> [JOB] Reproduce without changes the section of the data that starts at the line containing "drop a point: the black football jersey" and finishes at the line containing "(1095, 661)", including both of those lines.

------------------------------------------------

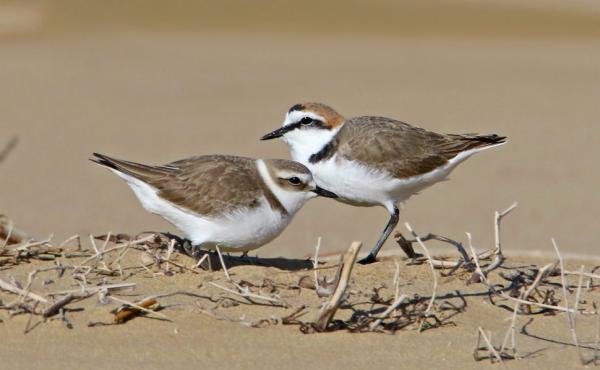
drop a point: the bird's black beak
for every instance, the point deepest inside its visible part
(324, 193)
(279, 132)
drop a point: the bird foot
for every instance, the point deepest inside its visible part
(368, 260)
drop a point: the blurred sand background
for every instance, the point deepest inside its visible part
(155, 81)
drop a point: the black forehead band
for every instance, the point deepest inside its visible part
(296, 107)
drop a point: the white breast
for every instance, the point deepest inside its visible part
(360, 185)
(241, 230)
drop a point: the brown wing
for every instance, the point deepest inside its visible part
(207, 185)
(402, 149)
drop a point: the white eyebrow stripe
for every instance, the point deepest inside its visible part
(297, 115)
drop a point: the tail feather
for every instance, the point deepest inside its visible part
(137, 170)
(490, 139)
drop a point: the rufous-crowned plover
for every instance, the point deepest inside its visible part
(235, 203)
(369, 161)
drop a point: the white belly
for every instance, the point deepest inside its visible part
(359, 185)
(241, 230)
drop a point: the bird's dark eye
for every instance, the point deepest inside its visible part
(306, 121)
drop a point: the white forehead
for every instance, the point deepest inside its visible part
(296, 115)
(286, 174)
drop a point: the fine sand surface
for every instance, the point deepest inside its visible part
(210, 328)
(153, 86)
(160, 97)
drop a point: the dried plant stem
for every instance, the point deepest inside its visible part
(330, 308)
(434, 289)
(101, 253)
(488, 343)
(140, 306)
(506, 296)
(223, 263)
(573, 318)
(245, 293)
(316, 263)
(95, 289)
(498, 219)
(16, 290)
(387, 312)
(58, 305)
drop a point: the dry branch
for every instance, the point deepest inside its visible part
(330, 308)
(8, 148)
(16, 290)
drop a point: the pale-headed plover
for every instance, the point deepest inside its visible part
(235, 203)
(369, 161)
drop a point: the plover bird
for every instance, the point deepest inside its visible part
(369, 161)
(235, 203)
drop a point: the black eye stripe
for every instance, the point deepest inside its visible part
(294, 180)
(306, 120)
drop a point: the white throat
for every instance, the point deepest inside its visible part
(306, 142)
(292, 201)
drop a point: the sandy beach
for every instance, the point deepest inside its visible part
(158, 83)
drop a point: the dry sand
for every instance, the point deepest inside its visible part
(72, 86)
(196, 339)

------------------------------------------------

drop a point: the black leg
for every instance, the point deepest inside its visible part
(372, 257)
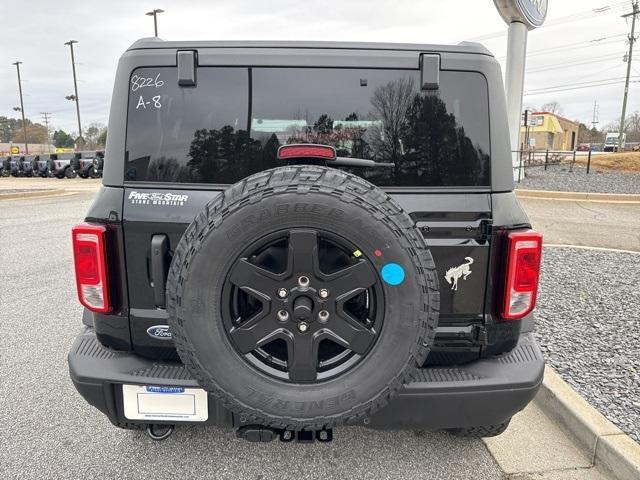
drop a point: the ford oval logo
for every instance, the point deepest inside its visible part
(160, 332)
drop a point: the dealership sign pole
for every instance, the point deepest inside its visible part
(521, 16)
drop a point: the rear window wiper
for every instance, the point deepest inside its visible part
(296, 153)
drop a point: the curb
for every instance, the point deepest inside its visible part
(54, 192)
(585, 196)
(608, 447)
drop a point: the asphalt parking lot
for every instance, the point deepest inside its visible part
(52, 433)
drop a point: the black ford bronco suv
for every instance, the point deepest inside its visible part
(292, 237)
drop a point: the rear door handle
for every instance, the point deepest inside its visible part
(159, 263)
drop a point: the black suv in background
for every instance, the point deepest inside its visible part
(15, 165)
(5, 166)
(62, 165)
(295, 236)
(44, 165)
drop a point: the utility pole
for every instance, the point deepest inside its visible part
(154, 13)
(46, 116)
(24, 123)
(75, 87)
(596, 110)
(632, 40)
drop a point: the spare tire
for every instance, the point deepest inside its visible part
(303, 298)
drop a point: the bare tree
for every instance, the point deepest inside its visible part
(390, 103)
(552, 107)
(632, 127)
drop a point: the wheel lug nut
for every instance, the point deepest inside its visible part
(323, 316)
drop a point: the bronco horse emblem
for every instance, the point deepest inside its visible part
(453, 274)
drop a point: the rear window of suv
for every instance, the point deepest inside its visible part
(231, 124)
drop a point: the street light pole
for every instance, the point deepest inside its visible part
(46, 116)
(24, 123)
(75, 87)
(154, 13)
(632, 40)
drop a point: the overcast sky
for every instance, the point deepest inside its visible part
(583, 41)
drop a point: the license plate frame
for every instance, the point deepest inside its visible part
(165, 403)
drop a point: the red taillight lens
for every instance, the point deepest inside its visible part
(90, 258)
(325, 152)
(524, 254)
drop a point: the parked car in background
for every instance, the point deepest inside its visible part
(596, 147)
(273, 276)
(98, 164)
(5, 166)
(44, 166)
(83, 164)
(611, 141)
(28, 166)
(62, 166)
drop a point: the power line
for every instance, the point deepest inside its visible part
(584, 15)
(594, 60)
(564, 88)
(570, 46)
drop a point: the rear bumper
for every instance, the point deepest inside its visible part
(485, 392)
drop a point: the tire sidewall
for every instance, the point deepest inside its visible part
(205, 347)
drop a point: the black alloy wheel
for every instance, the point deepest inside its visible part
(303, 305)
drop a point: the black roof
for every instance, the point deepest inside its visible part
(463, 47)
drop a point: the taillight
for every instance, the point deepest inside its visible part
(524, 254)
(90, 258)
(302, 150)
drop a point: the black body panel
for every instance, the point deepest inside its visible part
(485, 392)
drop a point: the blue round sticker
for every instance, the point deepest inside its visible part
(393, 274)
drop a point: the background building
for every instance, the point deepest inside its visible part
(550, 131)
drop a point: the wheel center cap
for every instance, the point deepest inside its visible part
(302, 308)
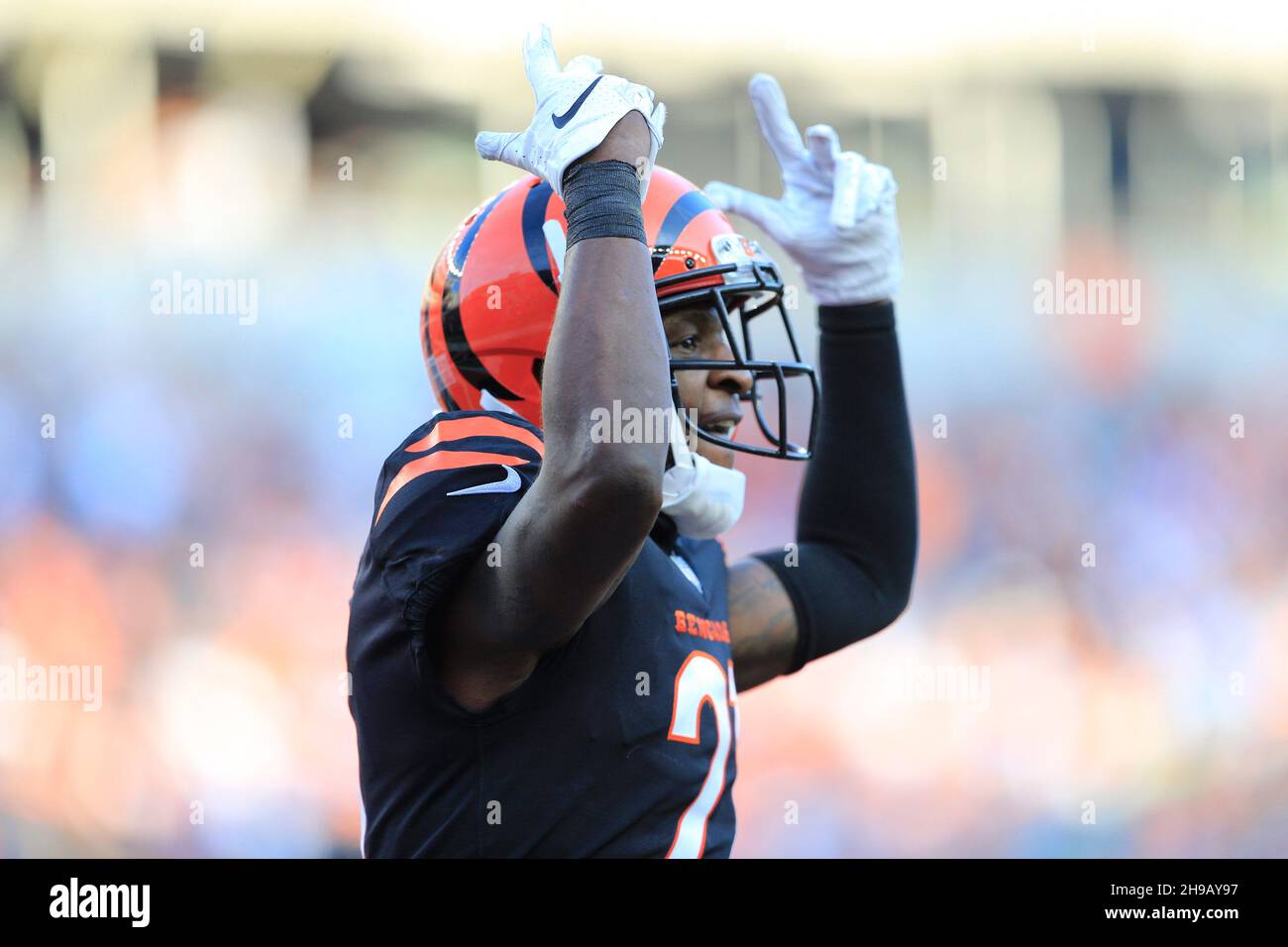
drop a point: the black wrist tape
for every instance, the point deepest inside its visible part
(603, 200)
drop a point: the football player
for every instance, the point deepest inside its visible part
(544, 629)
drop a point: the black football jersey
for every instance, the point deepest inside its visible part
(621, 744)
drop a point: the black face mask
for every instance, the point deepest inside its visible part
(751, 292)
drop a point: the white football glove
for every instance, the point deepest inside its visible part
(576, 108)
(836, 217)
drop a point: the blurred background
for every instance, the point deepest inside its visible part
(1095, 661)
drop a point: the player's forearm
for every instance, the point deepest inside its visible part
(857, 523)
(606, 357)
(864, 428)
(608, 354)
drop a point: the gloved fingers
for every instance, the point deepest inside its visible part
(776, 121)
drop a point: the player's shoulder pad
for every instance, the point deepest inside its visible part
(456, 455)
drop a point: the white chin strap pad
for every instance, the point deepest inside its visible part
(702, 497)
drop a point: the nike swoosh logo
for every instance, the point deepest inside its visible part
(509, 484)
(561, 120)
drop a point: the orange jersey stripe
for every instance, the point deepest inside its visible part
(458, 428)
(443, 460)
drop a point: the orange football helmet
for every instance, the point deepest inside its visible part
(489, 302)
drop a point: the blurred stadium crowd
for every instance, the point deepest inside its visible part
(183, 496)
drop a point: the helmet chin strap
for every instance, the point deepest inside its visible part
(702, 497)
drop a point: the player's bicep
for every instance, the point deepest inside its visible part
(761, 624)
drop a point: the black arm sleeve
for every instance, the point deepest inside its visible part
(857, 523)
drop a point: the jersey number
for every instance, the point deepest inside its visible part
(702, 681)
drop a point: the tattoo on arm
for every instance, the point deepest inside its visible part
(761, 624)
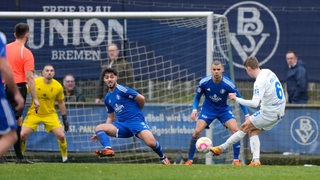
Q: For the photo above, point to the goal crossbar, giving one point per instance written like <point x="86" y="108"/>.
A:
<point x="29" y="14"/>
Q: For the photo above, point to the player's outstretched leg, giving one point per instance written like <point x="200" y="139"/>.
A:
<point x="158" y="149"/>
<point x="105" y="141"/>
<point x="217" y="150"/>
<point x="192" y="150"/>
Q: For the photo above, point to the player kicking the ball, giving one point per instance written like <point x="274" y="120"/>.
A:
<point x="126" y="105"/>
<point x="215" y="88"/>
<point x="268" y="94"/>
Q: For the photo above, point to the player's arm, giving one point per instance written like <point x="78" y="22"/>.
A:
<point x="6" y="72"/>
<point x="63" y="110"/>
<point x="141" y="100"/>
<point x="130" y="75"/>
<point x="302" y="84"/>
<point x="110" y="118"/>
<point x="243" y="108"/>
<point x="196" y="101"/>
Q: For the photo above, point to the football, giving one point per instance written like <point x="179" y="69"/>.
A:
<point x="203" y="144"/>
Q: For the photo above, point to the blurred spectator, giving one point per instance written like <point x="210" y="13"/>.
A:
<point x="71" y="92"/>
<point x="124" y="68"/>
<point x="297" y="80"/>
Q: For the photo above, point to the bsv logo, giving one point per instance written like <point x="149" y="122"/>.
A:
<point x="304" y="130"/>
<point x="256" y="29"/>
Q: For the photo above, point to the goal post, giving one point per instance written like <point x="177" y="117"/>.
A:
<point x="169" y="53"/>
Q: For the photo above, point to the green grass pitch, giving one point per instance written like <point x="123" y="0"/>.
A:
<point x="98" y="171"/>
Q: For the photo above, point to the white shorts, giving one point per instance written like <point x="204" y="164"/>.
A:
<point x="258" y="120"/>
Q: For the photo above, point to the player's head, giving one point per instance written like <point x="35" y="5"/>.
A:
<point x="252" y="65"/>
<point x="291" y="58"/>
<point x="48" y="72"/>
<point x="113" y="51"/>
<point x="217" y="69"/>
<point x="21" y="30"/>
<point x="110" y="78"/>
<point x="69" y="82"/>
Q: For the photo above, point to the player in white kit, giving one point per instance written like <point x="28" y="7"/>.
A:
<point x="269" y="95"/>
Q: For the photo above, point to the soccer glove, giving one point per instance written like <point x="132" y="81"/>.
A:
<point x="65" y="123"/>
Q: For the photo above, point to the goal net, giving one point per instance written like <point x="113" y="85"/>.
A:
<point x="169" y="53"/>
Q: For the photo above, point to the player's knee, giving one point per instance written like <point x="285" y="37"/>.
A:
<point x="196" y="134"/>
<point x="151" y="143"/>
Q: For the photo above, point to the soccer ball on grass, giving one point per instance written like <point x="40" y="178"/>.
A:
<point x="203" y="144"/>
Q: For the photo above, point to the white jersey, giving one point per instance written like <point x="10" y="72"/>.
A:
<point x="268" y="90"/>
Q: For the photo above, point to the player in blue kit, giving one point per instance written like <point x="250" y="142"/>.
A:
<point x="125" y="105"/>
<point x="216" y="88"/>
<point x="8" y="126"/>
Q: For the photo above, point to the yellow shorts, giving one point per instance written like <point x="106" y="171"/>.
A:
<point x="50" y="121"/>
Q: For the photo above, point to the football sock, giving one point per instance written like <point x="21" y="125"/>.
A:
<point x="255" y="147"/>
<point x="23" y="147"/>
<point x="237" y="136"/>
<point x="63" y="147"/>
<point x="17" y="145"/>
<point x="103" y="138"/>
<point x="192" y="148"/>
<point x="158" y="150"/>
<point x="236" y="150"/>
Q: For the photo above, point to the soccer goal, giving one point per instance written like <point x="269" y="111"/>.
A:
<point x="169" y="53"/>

------------------------------------------------

> [RESPONSE]
drop a point: the black football jersey
for every instance, the point deepest inside its visible part
(621, 744)
drop a point: the black face mask
for every instance, the point deepest inside its visible part
(751, 292)
drop a point: the white football glove
for every instance, the point deepest inside its visible part
(576, 108)
(836, 217)
drop a point: the blurred background
for every instance, the point deepest inside its visible part
(1095, 661)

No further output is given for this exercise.